How to raise seed funding for a VR startup

Six tips to get to a term sheet with your frontier tech

Dave Haynes
6 min readMar 3, 2016

I’ve been thinking a lot about VR startups and fundraising recently. So I was pleased to stumble across this great talk from Eric Romo, CEO of AltspaceVR about this very topic. I’m actively looking to speak with more founders working in VR, so I thought I’d take the time to summarize the key points to help organize my thoughts. A lot of the advice is equally useful for any founder of a new startup in any of the ‘frontier’ tech categories, whether that’s VR, augmented reality, drones etc.

I’d love to hear from any founders or investors with additional thoughts on this topic. Reach out via Twitter @haynes_dave

Here are Eric’s six main tips.

1. Tech Is Not Enough. You’ve Got To Solve A Problem

It’s a classic scenario and one that happens surprisingly often. A founder or a team stumbles upon some cool technological solution and wields it around looking for a problem. In VR, you have the novelty factor too. Some entrepreneurs jump into the space because they know that ‘VR is going to be big’ and it’s an exciting medium to be working in. You shouldn’t be building a VR startup just because you like working with VR. Never leave this impression with investors (and certainly don’t delude yourself).

You are building a company that is tackling a particular problem for a particular industry, or set of people, and just happen to be using VR to help do that.

There needs to be a real pain point and you need to explain why VR is the enabling tool that makes it go away. Saying that you are a ‘VR company’ is a misnomer. Rather, you’re an education company, a communications company, a games company, a media company. You are using a new technology to solve a problem in a way that wasn’t possible (or is 10x better) than before. Many industries are begging to be disrupted. VR is just the tool to do it. So, first piece of advice… start your pitch with the pain you’re solving.

2. Your Demo Needs To Be Amazing

Now you’ve described the problem, you’re going to need to elaborate on the solution. And there’s simply no good way of describing a VR product without actually showing it. Fancy graphics on a pitch deck or even a detailed video is going to do your product enough justice.

Your demo is your pitch.

And the bar has already been set by your peers who have already raised money, so you really need to blow people away. Your friends and family are probably going to tell you it’s awesome and investors will feel the initial thrill. But you’ll need to find people and advisors who are going to be honest with you and be good critics.

But wait… if your demo is your pitch, then why do you need a deck? Well, this is to show somebody that you truly understand all the moving parts of your business. And more importantly, that you’ve got what it takes to compel people to your vision. That will eventually include employees, customers and partners, not just other investors.

▶ _SET TASK 1_
From the VR fundraising article, pull out everything from "I’d love to" down to "don’t delude yourself)." word for word.
▶ _SET TASK 2_
Copy the whole listing below line for line, leaving out the picture.

▶ _RECORD LIST_
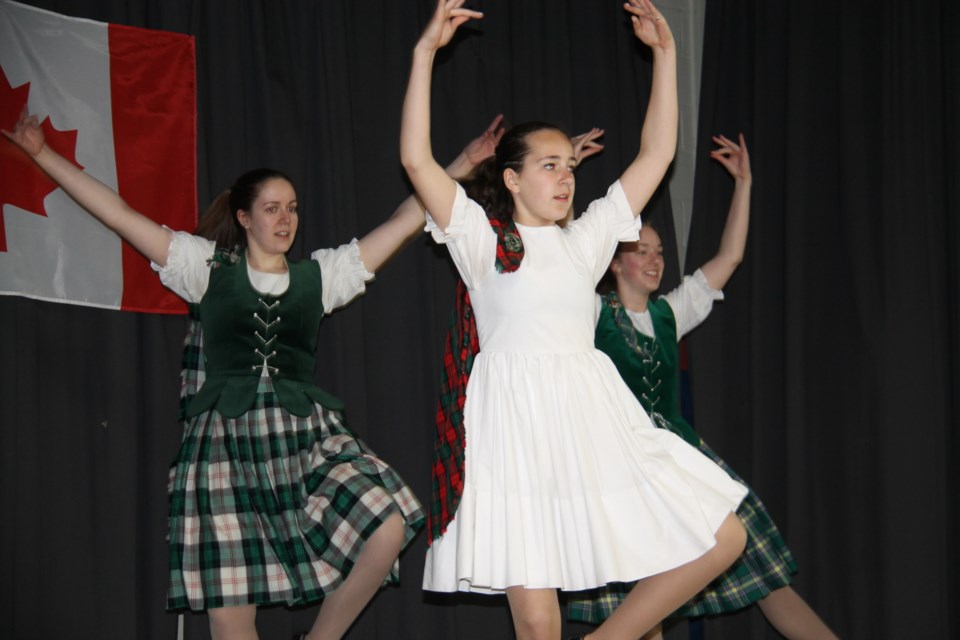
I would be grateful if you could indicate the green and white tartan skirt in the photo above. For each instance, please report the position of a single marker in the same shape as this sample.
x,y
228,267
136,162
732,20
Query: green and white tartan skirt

▶ _OUTPUT 1_
I’d love to hear from any founders or investors with additional thoughts on this topic. Reach out via Twitter @haynes_dave

Here are Eric’s six main tips.

1. Tech Is Not Enough. You’ve Got To Solve A Problem

It’s a classic scenario and one that happens surprisingly often. A founder or a team stumbles upon some cool technological solution and wields it around looking for a problem. In VR, you have the novelty factor too. Some entrepreneurs jump into the space because they know that ‘VR is going to be big’ and it’s an exciting medium to be working in. You shouldn’t be building a VR startup just because you like working with VR. Never leave this impression with investors (and certainly don’t delude yourself).

▶ _OUTPUT 2_
I would be grateful if you could indicate the green and white tartan skirt in the photo above. For each instance, please report the position of a single marker in the same shape as this sample.
x,y
228,267
136,162
732,20
Query: green and white tartan skirt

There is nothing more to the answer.